** VORLIEGENDER TEXT **
________________________________________

Recherche – Detailansicht

Ausgabe:

Juni/2021

Spalte:

594–596

Kategorie:

Systematische Theologie: Ethik

Autor/Hrsg.:

Sandel, Michael J.

Titel/Untertitel:

Vom Ende des Gemeinwohls. Wie die Leis-tungsgesellschaft unsere Demokratien zerreißt. Aus d. amerik. Englisch übers. v. H. Reuter.

Verlag:

Frankfurt a. M.: S. Fischer Verlage 2020. 442 S. Geb. EUR 25,00. ISBN 9783103900002.

________________________________________

** DATENÜBERSICHT **
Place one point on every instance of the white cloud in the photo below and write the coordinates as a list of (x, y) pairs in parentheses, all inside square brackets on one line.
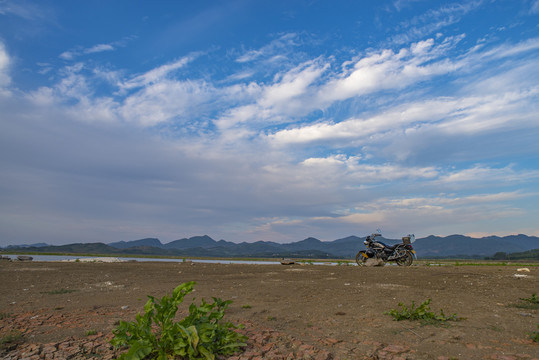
[(99, 48), (278, 45), (5, 61), (163, 100), (159, 73), (534, 8)]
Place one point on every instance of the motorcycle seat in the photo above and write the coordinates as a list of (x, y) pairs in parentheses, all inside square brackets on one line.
[(388, 247)]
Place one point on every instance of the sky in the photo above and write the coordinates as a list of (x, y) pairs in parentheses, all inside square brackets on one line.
[(267, 120)]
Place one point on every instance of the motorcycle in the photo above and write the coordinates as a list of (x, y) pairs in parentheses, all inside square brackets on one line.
[(403, 253)]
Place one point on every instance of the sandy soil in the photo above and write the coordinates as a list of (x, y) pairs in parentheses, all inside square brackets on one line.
[(309, 311)]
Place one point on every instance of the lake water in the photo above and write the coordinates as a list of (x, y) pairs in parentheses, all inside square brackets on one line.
[(209, 261)]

________________________________________

** AUFGABENSTELLUNG **
Geben Sie die bibliografische Detailansicht oben vollständig und unverändert wieder.

** LÖSUNG **
Recherche – Detailansicht

Ausgabe:

Juni/2021

Spalte:

594–596

Kategorie:

Systematische Theologie: Ethik

Autor/Hrsg.:

Sandel, Michael J.

Titel/Untertitel:

Vom Ende des Gemeinwohls. Wie die Leis-tungsgesellschaft unsere Demokratien zerreißt. Aus d. amerik. Englisch übers. v. H. Reuter.

Verlag:

Frankfurt a. M.: S. Fischer Verlage 2020. 442 S. Geb. EUR 25,00. ISBN 9783103900002.